__What is required__: Output only the stretch of the listing that starts at the line containing "Target: beige coat" and ends at the line containing "Each instance of the distant", reproduced exactly with both ends.

----------------

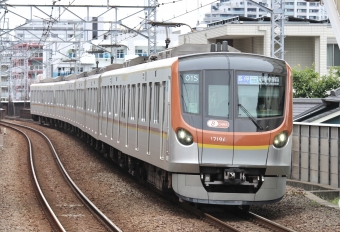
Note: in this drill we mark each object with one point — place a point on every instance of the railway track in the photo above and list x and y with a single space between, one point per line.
251 221
241 219
67 208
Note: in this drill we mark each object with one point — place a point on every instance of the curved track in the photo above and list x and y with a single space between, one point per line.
68 209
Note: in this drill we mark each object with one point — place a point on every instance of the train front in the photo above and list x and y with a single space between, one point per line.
231 118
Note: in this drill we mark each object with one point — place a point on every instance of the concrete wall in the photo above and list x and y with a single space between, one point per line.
315 154
299 50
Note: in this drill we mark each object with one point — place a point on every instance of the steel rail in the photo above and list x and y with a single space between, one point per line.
268 223
39 193
109 224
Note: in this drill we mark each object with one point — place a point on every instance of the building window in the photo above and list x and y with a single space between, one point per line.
333 55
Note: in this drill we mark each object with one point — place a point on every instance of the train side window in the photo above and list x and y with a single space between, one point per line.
116 100
190 92
109 99
122 101
95 100
143 102
103 99
164 99
132 102
128 100
156 102
137 101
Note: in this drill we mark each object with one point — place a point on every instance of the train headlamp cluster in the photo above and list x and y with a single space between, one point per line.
184 137
281 139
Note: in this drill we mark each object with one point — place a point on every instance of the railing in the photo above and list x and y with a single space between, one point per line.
315 153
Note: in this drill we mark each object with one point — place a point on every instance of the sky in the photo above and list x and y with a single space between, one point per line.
168 10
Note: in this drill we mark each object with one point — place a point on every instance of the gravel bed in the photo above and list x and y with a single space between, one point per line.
130 205
298 212
133 207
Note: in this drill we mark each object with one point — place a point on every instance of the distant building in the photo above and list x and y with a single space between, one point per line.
70 47
225 9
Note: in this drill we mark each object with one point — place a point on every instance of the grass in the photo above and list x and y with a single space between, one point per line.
335 201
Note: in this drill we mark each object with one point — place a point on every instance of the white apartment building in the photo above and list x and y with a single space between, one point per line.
225 9
307 43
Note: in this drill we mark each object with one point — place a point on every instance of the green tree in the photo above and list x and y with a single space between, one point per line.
308 84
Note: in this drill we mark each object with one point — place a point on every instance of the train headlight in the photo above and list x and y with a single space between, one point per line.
184 137
280 140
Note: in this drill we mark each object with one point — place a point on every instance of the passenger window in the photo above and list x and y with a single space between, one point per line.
156 102
190 94
143 102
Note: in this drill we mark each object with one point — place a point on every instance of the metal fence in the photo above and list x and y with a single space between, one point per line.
315 153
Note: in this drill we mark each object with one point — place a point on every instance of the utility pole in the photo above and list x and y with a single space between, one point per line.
277 29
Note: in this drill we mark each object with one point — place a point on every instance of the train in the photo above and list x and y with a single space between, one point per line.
213 126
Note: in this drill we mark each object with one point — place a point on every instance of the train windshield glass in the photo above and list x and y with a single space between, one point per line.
260 95
190 94
217 93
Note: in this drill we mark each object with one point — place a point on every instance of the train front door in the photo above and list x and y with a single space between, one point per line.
217 141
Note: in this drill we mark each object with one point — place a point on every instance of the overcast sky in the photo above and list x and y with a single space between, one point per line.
165 12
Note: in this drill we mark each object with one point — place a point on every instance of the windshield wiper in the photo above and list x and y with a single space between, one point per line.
250 117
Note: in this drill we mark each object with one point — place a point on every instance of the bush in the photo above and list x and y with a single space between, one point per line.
308 84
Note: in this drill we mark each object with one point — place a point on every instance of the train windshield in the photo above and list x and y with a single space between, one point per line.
260 95
190 92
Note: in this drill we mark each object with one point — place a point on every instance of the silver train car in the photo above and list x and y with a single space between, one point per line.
214 127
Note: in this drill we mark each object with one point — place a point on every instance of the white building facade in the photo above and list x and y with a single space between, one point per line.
306 44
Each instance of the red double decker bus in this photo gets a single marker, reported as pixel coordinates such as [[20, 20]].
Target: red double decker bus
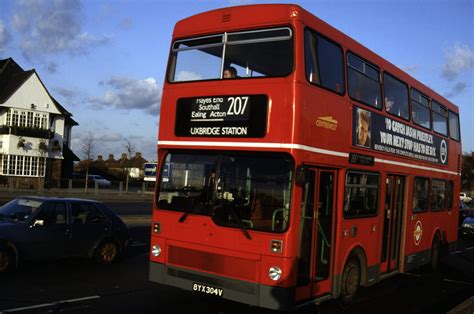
[[295, 164]]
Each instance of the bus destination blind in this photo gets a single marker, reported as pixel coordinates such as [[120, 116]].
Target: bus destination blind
[[222, 116]]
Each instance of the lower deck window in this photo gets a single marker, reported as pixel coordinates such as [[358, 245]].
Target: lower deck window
[[250, 191], [361, 194]]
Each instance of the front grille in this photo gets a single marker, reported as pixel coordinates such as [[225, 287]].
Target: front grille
[[236, 267]]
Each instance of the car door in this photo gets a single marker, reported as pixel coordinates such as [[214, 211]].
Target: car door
[[49, 233], [88, 227]]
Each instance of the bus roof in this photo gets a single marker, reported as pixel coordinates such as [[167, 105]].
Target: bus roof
[[254, 16]]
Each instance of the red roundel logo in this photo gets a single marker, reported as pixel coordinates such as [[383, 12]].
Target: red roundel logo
[[418, 232]]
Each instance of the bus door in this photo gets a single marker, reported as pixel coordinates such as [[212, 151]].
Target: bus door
[[316, 238], [393, 215]]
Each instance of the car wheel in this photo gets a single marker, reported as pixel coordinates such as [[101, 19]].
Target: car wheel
[[350, 281], [107, 252], [6, 259]]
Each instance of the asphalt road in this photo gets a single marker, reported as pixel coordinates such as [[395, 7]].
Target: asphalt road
[[80, 286]]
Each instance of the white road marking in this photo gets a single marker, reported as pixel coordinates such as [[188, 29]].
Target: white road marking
[[138, 244], [50, 304], [460, 282], [412, 274]]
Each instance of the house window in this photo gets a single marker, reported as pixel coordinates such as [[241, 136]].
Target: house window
[[23, 118], [27, 119], [24, 166], [27, 165], [14, 118]]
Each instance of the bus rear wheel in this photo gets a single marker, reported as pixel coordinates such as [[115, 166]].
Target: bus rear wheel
[[350, 281], [6, 259], [435, 255]]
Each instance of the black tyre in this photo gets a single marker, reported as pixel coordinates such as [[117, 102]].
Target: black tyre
[[107, 252], [350, 281], [435, 255], [6, 259]]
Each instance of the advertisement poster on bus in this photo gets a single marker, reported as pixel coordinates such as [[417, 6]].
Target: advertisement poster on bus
[[222, 116], [382, 133]]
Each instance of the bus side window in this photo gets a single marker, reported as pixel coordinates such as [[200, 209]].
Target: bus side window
[[420, 195], [324, 62]]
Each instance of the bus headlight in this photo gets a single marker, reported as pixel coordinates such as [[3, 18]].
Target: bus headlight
[[156, 250], [274, 273]]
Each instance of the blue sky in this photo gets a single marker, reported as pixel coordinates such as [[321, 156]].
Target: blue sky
[[105, 60]]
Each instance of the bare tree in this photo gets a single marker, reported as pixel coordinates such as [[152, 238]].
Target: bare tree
[[130, 148], [88, 147]]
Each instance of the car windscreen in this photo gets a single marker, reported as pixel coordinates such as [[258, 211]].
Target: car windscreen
[[247, 54], [246, 190], [19, 209]]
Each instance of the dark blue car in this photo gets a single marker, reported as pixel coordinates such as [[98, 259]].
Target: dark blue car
[[38, 228], [466, 220]]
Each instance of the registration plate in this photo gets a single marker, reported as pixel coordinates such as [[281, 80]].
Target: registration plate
[[208, 289]]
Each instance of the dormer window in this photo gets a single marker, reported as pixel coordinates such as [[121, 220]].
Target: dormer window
[[28, 119]]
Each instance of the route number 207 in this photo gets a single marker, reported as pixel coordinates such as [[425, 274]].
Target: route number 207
[[237, 105]]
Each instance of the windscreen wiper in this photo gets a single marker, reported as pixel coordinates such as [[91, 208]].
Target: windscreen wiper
[[239, 222]]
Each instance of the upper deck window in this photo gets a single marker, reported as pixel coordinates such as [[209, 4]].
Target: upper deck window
[[396, 96], [440, 118], [257, 53], [420, 106], [324, 62], [363, 81]]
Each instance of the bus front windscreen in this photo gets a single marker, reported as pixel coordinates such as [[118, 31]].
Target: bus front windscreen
[[248, 191], [256, 53]]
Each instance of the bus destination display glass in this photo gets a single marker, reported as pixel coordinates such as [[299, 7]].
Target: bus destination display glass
[[222, 116]]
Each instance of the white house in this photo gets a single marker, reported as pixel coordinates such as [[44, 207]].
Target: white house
[[35, 130]]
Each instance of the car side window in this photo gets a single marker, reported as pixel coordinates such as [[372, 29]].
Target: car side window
[[83, 213], [53, 214]]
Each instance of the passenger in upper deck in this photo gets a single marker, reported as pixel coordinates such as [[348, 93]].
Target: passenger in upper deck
[[230, 72]]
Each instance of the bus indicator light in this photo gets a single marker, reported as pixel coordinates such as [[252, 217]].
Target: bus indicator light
[[156, 227], [276, 246], [274, 273], [418, 232]]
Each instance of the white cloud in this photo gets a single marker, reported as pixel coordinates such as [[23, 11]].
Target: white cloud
[[457, 89], [49, 27], [459, 58], [5, 36], [126, 93], [187, 76]]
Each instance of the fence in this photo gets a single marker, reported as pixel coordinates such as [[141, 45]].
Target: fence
[[71, 187]]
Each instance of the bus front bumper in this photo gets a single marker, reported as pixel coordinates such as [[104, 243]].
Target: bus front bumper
[[276, 298]]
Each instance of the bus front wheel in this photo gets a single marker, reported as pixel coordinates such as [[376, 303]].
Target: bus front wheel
[[435, 255], [350, 281]]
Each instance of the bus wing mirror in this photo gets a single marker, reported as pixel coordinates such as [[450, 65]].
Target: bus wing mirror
[[301, 175]]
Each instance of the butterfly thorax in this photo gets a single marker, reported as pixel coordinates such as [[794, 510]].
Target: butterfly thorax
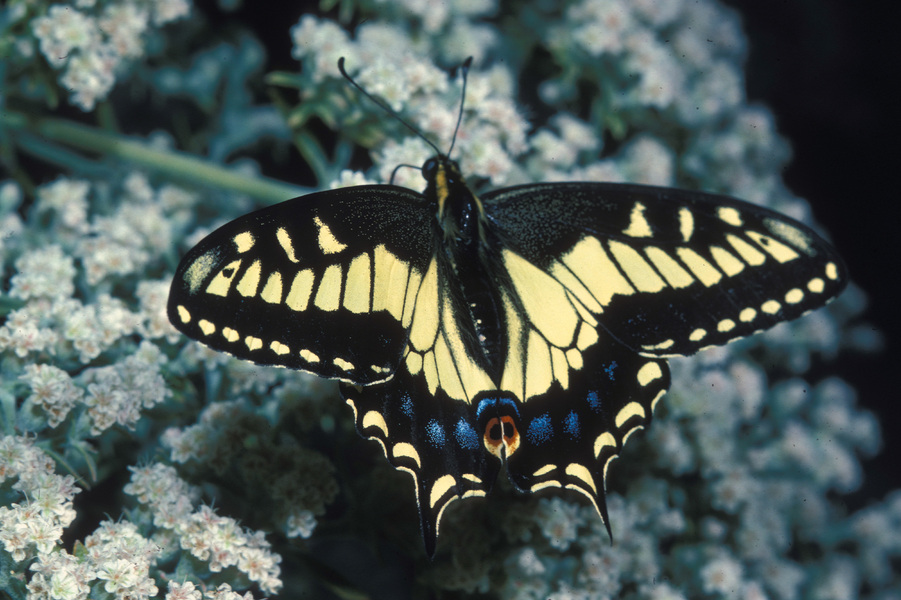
[[466, 239]]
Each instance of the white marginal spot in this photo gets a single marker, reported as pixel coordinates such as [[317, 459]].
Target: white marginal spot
[[183, 314], [648, 373], [284, 240], [686, 224], [747, 315], [345, 365], [244, 241], [309, 356], [630, 410], [328, 243], [794, 295], [638, 224], [730, 215], [770, 307]]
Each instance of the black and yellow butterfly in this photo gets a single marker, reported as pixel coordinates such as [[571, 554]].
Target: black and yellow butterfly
[[526, 327]]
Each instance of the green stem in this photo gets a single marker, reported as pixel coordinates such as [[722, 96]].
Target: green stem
[[172, 163]]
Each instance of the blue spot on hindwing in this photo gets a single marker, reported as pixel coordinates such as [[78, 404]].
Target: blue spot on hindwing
[[435, 433], [466, 435], [406, 406], [540, 430], [609, 370], [571, 425]]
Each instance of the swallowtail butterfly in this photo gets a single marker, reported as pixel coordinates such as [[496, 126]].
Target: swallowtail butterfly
[[527, 327]]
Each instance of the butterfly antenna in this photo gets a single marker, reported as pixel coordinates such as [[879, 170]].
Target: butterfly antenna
[[465, 68], [387, 108]]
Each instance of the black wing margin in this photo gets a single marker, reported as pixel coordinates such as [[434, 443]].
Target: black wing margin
[[667, 271], [324, 283]]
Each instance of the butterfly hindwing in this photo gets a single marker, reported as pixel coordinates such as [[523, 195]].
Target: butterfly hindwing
[[667, 271], [428, 435], [322, 283]]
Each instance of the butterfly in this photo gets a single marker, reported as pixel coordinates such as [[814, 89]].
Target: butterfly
[[526, 328]]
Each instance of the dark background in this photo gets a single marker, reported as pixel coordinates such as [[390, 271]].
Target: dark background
[[829, 70]]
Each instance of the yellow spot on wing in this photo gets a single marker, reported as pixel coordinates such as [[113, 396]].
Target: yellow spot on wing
[[301, 288], [538, 366], [272, 291], [703, 270], [329, 293], [206, 326], [672, 271], [544, 300], [729, 215], [774, 248], [251, 280], [244, 241], [726, 261], [375, 419], [686, 224], [284, 240], [405, 450], [183, 314], [327, 241], [637, 269], [581, 473], [221, 283], [630, 410], [638, 224], [441, 487], [648, 373], [425, 315], [590, 263], [391, 274], [748, 252], [357, 288]]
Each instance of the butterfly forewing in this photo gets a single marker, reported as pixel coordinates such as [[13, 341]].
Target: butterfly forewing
[[322, 283], [665, 271]]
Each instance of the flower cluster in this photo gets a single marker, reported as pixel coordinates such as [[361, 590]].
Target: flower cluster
[[89, 42]]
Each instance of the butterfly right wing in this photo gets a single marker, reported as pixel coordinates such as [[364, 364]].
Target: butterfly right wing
[[324, 283]]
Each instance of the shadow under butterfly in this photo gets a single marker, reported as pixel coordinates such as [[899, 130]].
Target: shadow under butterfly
[[527, 327]]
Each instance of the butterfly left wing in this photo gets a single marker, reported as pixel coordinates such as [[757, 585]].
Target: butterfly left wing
[[666, 271], [324, 283]]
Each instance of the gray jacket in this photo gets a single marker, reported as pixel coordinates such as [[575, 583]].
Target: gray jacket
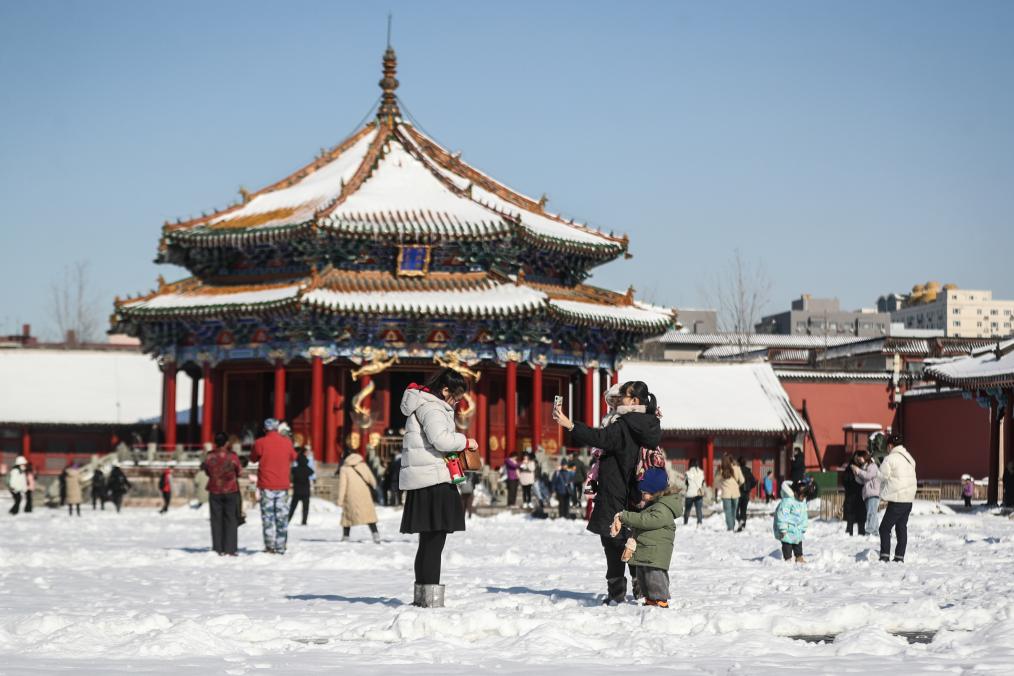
[[429, 435]]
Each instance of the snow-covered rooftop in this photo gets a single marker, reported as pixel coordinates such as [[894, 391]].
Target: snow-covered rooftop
[[986, 367], [82, 387], [718, 398]]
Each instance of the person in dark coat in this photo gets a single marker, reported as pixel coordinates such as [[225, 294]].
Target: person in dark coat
[[223, 469], [749, 482], [301, 473], [118, 486], [854, 508], [798, 469], [98, 491], [621, 443]]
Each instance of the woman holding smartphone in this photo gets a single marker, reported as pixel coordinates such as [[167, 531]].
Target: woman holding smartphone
[[621, 442], [432, 504]]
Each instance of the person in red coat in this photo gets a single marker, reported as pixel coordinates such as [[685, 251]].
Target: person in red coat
[[223, 470], [165, 487], [274, 454]]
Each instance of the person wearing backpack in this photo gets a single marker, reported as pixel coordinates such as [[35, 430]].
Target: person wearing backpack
[[636, 427]]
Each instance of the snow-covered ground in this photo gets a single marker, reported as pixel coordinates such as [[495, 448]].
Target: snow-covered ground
[[141, 593]]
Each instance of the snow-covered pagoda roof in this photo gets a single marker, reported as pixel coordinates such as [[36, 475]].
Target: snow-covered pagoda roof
[[376, 293], [389, 180], [986, 367], [718, 398]]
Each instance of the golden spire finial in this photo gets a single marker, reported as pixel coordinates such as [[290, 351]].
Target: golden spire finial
[[388, 83]]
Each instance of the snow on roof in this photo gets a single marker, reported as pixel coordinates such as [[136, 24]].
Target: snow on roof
[[718, 398], [674, 336], [81, 387], [986, 368]]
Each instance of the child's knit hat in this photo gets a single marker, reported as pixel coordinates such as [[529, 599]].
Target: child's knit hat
[[655, 479]]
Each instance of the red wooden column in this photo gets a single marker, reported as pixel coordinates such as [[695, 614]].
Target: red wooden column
[[482, 419], [536, 406], [26, 443], [993, 492], [192, 425], [169, 412], [511, 408], [364, 433], [207, 412], [709, 472], [279, 412], [330, 452], [589, 396], [316, 404]]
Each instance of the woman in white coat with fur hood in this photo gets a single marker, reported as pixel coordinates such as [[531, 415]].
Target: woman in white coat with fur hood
[[432, 504]]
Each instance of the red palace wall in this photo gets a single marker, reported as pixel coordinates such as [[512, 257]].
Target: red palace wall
[[947, 435], [831, 405]]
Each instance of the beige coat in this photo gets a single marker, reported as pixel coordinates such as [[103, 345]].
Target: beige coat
[[355, 493], [729, 486], [73, 485]]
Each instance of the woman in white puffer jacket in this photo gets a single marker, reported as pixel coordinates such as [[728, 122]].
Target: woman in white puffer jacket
[[432, 504]]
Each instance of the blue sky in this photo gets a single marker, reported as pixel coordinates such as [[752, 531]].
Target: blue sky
[[854, 148]]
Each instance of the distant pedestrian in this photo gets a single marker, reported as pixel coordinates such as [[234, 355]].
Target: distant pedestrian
[[118, 486], [511, 465], [99, 493], [791, 519], [562, 482], [73, 480], [654, 532], [301, 473], [869, 473], [432, 505], [526, 477], [223, 469], [695, 493], [165, 487], [274, 454], [854, 507], [749, 481], [897, 489], [728, 480], [17, 482]]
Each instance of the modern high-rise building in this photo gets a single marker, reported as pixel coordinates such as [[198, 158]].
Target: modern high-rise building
[[958, 312]]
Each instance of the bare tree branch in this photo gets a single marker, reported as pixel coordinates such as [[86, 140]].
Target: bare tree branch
[[72, 304]]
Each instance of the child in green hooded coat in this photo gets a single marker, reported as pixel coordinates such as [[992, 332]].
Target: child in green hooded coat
[[654, 534]]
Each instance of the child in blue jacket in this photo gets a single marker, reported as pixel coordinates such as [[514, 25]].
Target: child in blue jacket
[[791, 519]]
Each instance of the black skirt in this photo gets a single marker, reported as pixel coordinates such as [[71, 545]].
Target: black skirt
[[435, 508]]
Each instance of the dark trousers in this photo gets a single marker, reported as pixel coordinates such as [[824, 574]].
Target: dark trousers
[[564, 501], [744, 500], [789, 550], [896, 517], [698, 504], [512, 492], [224, 510], [296, 500], [428, 556]]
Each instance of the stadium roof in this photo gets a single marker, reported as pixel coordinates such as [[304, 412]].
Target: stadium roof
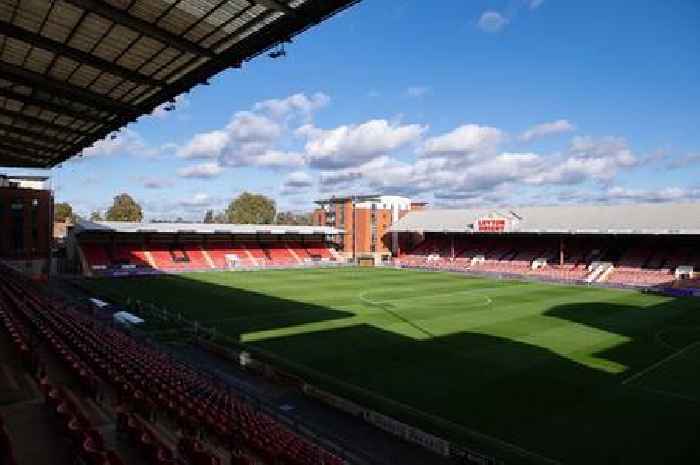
[[197, 228], [658, 218], [74, 71]]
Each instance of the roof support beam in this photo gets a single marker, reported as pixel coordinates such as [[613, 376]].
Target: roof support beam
[[35, 135], [58, 48], [137, 24], [13, 140], [60, 109], [278, 6], [48, 85], [45, 124], [20, 161], [23, 153]]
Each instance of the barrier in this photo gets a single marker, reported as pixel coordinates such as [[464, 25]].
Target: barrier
[[409, 433]]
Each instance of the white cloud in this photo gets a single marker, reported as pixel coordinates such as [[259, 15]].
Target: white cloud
[[125, 142], [691, 159], [297, 182], [165, 109], [667, 194], [251, 138], [155, 183], [589, 159], [200, 199], [270, 158], [250, 127], [297, 103], [351, 145], [546, 129], [201, 171], [492, 21], [204, 145], [466, 140], [417, 91]]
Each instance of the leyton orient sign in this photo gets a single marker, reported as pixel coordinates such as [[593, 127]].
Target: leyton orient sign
[[491, 225]]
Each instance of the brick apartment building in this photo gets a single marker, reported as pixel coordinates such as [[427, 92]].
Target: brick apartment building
[[26, 220], [365, 221]]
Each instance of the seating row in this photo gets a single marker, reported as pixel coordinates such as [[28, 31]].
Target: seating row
[[150, 380]]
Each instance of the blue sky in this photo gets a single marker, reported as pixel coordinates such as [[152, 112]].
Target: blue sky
[[459, 103]]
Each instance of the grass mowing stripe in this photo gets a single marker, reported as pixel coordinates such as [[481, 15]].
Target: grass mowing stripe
[[550, 357]]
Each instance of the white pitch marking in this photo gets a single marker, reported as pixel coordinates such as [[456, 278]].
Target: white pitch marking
[[661, 362]]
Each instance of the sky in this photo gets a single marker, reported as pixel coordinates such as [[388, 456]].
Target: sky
[[457, 103]]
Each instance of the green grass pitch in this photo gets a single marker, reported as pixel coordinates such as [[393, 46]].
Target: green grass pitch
[[582, 375]]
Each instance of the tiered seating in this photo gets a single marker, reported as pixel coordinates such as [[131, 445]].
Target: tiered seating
[[278, 254], [258, 253], [7, 453], [641, 264], [640, 277], [152, 448], [96, 255], [299, 249], [148, 379], [87, 443], [318, 249], [197, 260], [163, 258], [129, 254]]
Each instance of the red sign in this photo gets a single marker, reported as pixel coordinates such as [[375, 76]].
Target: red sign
[[492, 225]]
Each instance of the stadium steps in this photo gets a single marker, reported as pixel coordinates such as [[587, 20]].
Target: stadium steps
[[149, 259], [250, 255], [293, 253], [207, 258]]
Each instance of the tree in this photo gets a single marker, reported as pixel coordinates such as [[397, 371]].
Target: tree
[[250, 208], [208, 217], [63, 211], [124, 208], [294, 219]]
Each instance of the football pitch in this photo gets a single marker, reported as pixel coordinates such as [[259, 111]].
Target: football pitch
[[577, 374]]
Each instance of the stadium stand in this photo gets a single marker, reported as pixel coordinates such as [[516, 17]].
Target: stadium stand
[[632, 245], [7, 453], [146, 380], [133, 248]]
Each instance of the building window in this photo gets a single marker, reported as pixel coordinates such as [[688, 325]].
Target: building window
[[18, 225]]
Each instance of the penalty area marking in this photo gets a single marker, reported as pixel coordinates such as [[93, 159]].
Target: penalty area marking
[[363, 297], [656, 365]]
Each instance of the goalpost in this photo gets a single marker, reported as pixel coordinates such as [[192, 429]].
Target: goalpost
[[232, 261]]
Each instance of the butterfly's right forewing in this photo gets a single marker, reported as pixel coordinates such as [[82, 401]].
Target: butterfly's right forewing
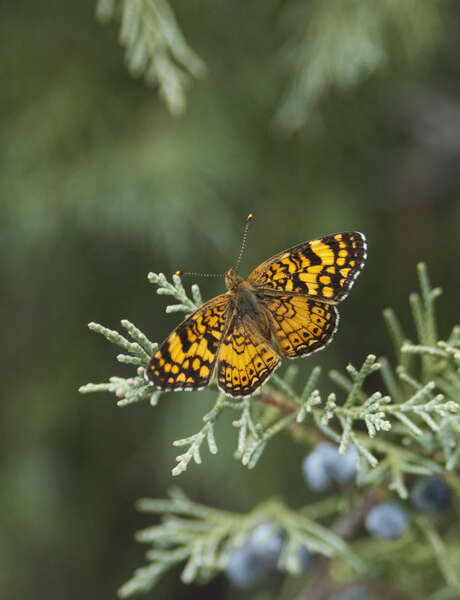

----------------

__Output of the exercise__:
Target: beige coat
[[355, 493], [729, 486], [73, 485]]
Each instance of the woman in white puffer jacket in this photo gets a single marker, reported as pixel coordinates such as [[728, 122]].
Target: woman in white puffer jacket
[[432, 504]]
Each instance of the blue sky in this photo gets a single marker, reported as pixel coordinates such as [[752, 531]].
Target: blue sky
[[854, 148]]
Each instance of the distant pedestrian in this photo gets a single marker, reported as pixel coordinates such as [[234, 355]].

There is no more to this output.